[Shape boundary entries]
↓

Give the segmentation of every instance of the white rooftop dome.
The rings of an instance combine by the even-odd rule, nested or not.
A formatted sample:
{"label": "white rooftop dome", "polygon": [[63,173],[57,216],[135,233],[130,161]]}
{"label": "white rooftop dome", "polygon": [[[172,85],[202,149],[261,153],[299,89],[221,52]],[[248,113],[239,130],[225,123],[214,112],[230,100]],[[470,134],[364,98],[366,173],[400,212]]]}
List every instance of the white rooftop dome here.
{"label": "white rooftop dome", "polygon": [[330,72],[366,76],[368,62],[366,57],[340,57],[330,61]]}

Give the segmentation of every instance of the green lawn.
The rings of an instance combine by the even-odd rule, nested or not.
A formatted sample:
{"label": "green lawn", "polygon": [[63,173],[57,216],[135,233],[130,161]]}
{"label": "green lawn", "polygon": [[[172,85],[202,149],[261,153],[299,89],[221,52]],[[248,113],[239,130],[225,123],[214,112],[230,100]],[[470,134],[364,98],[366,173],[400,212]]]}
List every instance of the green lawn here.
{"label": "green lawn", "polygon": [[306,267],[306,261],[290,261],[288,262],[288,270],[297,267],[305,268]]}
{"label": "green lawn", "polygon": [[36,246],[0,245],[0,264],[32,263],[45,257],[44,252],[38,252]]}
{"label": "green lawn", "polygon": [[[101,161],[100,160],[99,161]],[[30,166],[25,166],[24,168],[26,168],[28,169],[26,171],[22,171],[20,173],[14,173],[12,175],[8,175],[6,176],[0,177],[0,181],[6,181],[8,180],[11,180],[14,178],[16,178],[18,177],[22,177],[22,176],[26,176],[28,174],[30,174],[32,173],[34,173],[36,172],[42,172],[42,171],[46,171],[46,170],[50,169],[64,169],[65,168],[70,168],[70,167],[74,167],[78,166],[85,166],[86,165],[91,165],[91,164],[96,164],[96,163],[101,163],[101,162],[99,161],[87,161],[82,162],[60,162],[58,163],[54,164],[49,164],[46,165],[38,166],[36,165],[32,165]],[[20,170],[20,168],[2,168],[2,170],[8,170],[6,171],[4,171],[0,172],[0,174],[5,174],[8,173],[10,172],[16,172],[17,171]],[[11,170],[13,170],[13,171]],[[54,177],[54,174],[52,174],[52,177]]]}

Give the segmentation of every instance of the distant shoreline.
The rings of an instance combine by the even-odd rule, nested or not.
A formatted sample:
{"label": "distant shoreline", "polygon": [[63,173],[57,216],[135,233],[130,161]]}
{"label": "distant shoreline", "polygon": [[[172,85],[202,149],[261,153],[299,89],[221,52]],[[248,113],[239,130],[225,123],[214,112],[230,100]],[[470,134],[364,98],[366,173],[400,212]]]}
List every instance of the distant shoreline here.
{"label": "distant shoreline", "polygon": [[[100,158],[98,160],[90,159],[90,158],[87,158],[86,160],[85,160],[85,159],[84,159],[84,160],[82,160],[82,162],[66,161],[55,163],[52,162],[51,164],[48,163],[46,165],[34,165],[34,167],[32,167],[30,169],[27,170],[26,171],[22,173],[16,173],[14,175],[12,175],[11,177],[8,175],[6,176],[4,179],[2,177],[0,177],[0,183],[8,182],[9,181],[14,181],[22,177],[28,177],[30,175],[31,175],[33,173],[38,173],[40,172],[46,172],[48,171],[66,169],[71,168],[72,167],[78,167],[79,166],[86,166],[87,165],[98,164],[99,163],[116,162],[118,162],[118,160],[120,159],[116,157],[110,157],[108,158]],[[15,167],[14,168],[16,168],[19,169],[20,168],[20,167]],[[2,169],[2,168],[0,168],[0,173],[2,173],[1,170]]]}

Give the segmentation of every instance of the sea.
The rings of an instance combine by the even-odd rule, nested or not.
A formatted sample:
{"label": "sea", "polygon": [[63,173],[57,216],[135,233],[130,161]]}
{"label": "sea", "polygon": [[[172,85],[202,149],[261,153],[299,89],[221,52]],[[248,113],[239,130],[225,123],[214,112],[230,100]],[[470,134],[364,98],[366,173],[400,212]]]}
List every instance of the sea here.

↑

▶ EXERCISE AIM
Give these lines as a numbered list, leaving out blank lines.

▶ TASK RESPONSE
1. Give the segmentation of every instance of the white rooftop dome.
2. The rings of an instance combine by the even-odd rule, nested or not.
3. A formatted sample:
4. {"label": "white rooftop dome", "polygon": [[63,173],[57,216],[135,233],[130,161]]}
5. {"label": "white rooftop dome", "polygon": [[[172,85],[202,149],[261,153],[299,89],[221,52]],[[248,113],[239,130],[225,123],[214,112],[230,100]],[[470,134],[364,98],[366,173],[400,212]]]}
6. List every instance of the white rooftop dome here.
7. {"label": "white rooftop dome", "polygon": [[330,72],[366,76],[368,62],[366,57],[340,57],[330,61]]}
8. Give the segmentation of every instance of the green lawn.
9. The rings of an instance combine by the even-odd rule, nested or not.
10. A formatted sample:
11. {"label": "green lawn", "polygon": [[63,173],[57,216],[135,233],[130,161]]}
12. {"label": "green lawn", "polygon": [[[172,85],[202,149],[261,153],[299,89],[221,52]],[[248,113],[239,130],[225,123],[214,112],[230,100]],[[470,134],[364,98],[366,173],[400,212]]]}
13. List every instance of the green lawn here.
14. {"label": "green lawn", "polygon": [[306,267],[306,261],[290,261],[288,262],[288,270],[297,267],[305,268]]}
15. {"label": "green lawn", "polygon": [[36,246],[0,245],[0,264],[32,263],[45,257],[44,252],[38,252]]}
16. {"label": "green lawn", "polygon": [[[101,161],[100,160],[99,161]],[[30,166],[25,166],[24,168],[26,168],[28,169],[26,171],[22,171],[20,173],[14,173],[12,175],[8,175],[6,176],[0,177],[0,181],[6,181],[8,180],[11,180],[14,178],[16,178],[18,177],[22,177],[22,176],[26,176],[28,174],[30,174],[32,173],[34,173],[36,172],[42,172],[42,171],[46,171],[46,170],[50,169],[64,169],[65,168],[70,168],[70,167],[74,167],[78,166],[85,166],[86,165],[91,165],[91,164],[96,164],[96,163],[101,163],[101,162],[99,161],[87,161],[82,162],[60,162],[58,163],[54,164],[49,164],[46,165],[38,166],[36,165],[32,165]],[[20,170],[20,168],[2,168],[2,170],[8,170],[6,171],[4,171],[0,172],[0,174],[5,174],[8,173],[10,172],[16,172],[17,171]],[[11,170],[13,170],[13,171]],[[54,177],[54,174],[52,174],[52,177]]]}
17. Give the segmentation of every instance of the distant shoreline.
18. The rings of an instance combine by the even-odd rule, nested or not.
19. A formatted sample:
20. {"label": "distant shoreline", "polygon": [[63,173],[57,216],[135,233],[130,161]]}
21. {"label": "distant shoreline", "polygon": [[[172,85],[202,149],[261,153],[299,89],[221,52]],[[248,113],[239,130],[225,123],[214,112],[230,100]],[[470,134],[364,98],[366,173],[400,212]]]}
22. List every instance of the distant shoreline here.
23. {"label": "distant shoreline", "polygon": [[[100,158],[98,160],[90,159],[90,158],[87,158],[86,160],[85,160],[85,159],[84,159],[84,160],[82,160],[82,162],[66,161],[55,163],[52,162],[51,164],[48,163],[46,165],[34,165],[34,167],[32,167],[30,169],[27,170],[26,171],[22,173],[16,173],[14,175],[12,175],[11,177],[8,175],[6,176],[4,179],[2,177],[0,177],[0,183],[8,182],[9,181],[14,181],[22,177],[28,177],[30,175],[31,175],[33,173],[38,173],[40,172],[46,172],[48,171],[66,169],[71,168],[72,167],[78,167],[79,166],[86,166],[87,165],[98,164],[99,163],[116,162],[118,162],[118,160],[120,159],[116,157],[110,157],[108,158]],[[15,167],[14,168],[16,168],[19,169],[20,168],[20,167]],[[2,169],[2,168],[0,168],[0,173],[2,173],[1,170]]]}
24. Give the segmentation of every instance of the sea.
25. The rings of an instance combine by the even-odd rule, nested or not.
26. A formatted sample:
27. {"label": "sea", "polygon": [[63,173],[57,216],[135,233],[130,161]]}
28. {"label": "sea", "polygon": [[[172,85],[202,149],[261,153],[299,89],[221,52]],[[248,113],[239,130],[225,123],[214,112],[230,100]],[[470,134],[364,98],[366,173],[400,212]]]}
29. List every instance of the sea here.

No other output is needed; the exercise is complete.